È approdato al Teatro Arcobaleno, Centro Stabile del Classico, questo spettacolo emozionante e sorprendente, reduce da numerosi successi in tutta Italia.
Il timido, riservato Giacomo, con l’esile fisico cui lo ha condannato la grave patologia, balza davanti a noi, torna a essere compagno “della novella età” ma non intimorisce come ai tempi degli studi, assume invece un tono più confidenziale, parla di sé, di tutti i perniciosi effetti collaterali della tubercolosi ossea che non ha fatto sviluppare il suo corpo dotandolo di due gibbosità e di numerose affezioni ai vari organi. Parla della famiglia, del remissivo padre conte Monaldo, dedito agli studi e poco oculato, della volitiva e intransigente madre marchesa Adelaide Antici, racconta i giochi e i contrasti con i fratelli.
È un ritratto a tutto tondo e in chiaroscuro quello che emerge dalle pagine dell’Epistolario, dello Zibaldone, delle Operette morali, dei Canti, degli Scritti filosofici e politici, veicolato dalla voce di Giuseppe Pambieri, ora grave ora incalzante, passando senza soluzione di continuità dalla declamazione dei versi al racconto degli aneddoti che delineano le manie e le fobie di “Giacomino”, con la sola variazione di intonazione e di registro vocale, sottolineata dal gioco di luci dalle tonalità accese sul rosso, violetto, blu.
Una biografia romanzata da cui emergono il travaglio psicologico, le riflessioni filosofiche, il disagio esistenziale, l’ispirazione poetica, la malinconia depressiva, le piccinerie quotidiane come la fobia dell’acqua per il bagno, l’avversione per la minestra e la bramosia dei dolci accompagnati da miele di corbezzolo.
Dal superamento delle illusioni giovanili approda a una nuova visione della realtà, consapevole dell’ineluttabilità del dolore, in un pessimismo cosmico privo di speranza “O natura, o natura, perché non rendi poi quel che prometti allor? perché di tanto inganni i figli tuoi?”.
Un viaggio nella dimensione privata, intima e familiare in cui affiora la voglia di vita perché l’infermità non è una colpa, il piacere della gola soddisfatto parossisticamente con dolci, creme, pasticcini e poi il balzo sulle vette della poesia, passaggi sottolineati dalle musiche di Mozart, Bach, Beethoven, Chopin, Rachmaninov e Dvořák.

**Dati disponibili:**
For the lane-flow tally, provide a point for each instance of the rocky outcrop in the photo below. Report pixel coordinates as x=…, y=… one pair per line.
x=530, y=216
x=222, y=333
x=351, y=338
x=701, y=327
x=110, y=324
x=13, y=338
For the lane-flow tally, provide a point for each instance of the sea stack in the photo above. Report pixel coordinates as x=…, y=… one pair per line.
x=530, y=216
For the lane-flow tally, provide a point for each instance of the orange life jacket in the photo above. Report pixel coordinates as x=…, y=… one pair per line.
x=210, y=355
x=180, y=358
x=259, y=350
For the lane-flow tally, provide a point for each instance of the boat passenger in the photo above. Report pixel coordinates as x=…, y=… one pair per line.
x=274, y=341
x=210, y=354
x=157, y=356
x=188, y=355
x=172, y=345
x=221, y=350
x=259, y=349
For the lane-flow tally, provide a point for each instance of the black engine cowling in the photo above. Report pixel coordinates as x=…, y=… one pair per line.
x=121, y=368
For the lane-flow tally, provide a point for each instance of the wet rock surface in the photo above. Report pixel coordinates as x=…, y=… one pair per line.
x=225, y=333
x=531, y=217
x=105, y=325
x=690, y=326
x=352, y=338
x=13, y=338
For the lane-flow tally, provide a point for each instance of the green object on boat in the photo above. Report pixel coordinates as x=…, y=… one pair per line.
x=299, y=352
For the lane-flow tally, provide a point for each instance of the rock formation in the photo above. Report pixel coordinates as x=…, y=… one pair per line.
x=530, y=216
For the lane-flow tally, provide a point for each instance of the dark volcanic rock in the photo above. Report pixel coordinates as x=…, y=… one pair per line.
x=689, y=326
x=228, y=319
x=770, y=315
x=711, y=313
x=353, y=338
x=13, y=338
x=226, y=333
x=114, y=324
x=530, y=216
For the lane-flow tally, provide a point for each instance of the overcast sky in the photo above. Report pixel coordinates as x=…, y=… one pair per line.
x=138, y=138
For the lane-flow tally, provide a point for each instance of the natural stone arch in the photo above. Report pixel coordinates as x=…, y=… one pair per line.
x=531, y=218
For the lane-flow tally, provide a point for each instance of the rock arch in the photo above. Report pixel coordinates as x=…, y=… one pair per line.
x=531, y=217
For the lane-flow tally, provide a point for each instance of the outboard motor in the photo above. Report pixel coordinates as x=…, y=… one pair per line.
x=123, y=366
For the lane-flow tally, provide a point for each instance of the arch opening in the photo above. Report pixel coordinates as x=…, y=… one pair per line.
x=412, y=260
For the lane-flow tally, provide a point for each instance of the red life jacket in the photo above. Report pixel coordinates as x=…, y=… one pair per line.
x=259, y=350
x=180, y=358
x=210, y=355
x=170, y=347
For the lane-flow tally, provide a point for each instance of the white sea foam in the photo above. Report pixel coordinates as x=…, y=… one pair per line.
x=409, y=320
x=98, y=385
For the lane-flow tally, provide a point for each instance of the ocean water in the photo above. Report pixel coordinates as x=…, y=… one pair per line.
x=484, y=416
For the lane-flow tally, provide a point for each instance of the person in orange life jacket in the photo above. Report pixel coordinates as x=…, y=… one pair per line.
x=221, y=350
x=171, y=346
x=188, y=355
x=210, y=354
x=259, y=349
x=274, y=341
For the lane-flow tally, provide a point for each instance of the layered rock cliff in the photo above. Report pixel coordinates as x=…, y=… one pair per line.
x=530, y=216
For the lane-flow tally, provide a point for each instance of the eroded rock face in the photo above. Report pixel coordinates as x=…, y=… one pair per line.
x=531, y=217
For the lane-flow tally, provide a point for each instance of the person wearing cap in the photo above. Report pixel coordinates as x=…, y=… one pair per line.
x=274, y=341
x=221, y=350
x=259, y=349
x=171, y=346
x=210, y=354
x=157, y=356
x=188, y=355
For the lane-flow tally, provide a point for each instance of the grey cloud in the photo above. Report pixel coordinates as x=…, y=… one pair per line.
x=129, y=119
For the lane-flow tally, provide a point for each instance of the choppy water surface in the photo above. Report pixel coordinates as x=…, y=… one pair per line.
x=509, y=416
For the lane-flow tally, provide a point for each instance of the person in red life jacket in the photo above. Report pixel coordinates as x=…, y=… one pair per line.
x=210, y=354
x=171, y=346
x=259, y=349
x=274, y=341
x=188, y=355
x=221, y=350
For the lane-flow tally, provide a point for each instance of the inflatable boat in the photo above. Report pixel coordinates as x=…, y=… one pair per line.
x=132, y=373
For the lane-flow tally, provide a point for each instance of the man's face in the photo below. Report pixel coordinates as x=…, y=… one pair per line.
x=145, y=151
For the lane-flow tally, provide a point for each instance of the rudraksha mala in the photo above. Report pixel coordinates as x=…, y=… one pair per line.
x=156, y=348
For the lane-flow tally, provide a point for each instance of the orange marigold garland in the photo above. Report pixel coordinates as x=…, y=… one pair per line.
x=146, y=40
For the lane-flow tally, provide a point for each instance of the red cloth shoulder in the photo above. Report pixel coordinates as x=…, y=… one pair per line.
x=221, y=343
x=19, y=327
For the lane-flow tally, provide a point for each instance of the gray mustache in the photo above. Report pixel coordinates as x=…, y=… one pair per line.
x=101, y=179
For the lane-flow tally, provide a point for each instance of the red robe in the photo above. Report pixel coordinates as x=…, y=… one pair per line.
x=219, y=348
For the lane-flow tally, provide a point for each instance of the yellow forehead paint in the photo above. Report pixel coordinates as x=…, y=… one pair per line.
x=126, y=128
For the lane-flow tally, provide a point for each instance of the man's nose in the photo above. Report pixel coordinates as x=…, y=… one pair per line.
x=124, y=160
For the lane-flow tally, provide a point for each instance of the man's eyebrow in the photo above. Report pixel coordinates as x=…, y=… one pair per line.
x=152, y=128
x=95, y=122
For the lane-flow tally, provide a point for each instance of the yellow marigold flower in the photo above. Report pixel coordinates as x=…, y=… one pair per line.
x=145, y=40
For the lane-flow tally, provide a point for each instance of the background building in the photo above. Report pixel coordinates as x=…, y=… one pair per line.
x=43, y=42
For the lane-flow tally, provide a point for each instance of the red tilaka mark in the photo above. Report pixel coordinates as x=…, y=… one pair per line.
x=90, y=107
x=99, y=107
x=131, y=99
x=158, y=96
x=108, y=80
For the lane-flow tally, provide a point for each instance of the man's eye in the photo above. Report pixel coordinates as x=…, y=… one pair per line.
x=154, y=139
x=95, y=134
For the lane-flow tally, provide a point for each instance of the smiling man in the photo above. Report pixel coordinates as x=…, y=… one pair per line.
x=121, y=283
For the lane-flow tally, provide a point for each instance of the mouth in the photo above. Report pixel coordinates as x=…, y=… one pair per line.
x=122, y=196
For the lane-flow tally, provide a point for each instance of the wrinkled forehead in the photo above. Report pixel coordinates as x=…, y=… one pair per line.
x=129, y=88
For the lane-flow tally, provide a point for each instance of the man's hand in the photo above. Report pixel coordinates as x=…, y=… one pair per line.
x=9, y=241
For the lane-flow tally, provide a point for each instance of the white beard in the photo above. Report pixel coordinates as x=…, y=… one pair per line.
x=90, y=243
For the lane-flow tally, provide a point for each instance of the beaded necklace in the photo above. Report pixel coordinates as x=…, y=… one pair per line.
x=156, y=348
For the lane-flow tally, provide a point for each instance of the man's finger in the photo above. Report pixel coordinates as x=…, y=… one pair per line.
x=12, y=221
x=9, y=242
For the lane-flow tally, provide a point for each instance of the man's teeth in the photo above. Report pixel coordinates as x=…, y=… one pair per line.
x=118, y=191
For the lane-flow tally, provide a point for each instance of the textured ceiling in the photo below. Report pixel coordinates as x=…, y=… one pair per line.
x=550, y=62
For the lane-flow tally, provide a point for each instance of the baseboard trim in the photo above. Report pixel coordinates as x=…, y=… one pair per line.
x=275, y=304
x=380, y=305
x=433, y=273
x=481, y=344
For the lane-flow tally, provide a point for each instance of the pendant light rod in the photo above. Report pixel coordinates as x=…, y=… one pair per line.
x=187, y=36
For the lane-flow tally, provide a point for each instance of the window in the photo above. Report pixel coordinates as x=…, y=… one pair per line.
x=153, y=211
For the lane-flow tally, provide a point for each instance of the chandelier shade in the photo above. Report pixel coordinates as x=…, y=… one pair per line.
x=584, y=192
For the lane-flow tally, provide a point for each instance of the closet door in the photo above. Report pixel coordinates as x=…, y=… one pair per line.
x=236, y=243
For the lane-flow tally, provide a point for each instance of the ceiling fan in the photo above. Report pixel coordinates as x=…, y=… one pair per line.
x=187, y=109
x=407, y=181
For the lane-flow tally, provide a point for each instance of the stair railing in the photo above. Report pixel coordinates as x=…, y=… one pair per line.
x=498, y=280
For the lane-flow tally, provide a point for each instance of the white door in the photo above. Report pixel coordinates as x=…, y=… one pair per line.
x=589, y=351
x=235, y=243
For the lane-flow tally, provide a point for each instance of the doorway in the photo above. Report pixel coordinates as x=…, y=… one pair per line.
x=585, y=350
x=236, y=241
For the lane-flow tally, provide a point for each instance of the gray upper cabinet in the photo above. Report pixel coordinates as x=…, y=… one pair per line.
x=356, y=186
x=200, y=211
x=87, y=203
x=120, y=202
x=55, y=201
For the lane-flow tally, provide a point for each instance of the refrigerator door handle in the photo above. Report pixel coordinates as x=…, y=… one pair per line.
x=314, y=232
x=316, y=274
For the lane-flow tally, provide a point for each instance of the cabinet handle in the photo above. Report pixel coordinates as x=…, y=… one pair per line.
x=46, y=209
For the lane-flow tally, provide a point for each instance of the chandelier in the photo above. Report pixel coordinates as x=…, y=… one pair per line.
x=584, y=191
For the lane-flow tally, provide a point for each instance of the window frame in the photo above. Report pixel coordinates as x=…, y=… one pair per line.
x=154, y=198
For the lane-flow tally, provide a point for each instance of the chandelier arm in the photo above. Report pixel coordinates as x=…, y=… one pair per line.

**Cose da fare:**
- A) Nel brano sullo spettacolo, in quale teatro è arrivato lo spettacolo?
- B) Continua il brano sullo spettacolo dopo la sua ultima frase.
L'elenco è materiale a sé, separato dal brano.

**Le risposte:**
- A) Al Teatro Arcobaleno, Centro Stabile del Classico.

- B)
L’incalzare della malattia lo costringe ad allontanarsi dal borgo natio, quella Recanati dove era stato recluso fino all’età di 24 anni impegnato nello studio “matto e disperatissimo” prima di visitare Milano, Bologna, Firenze, Roma; si reca a Napoli, dove il clima concede un po’ di tregua ai suoi malanni e si ingozza di gelato e confetti nelle passeggiate per le vie del centro, sopraffatto dalla consapevolezza della fine imminente.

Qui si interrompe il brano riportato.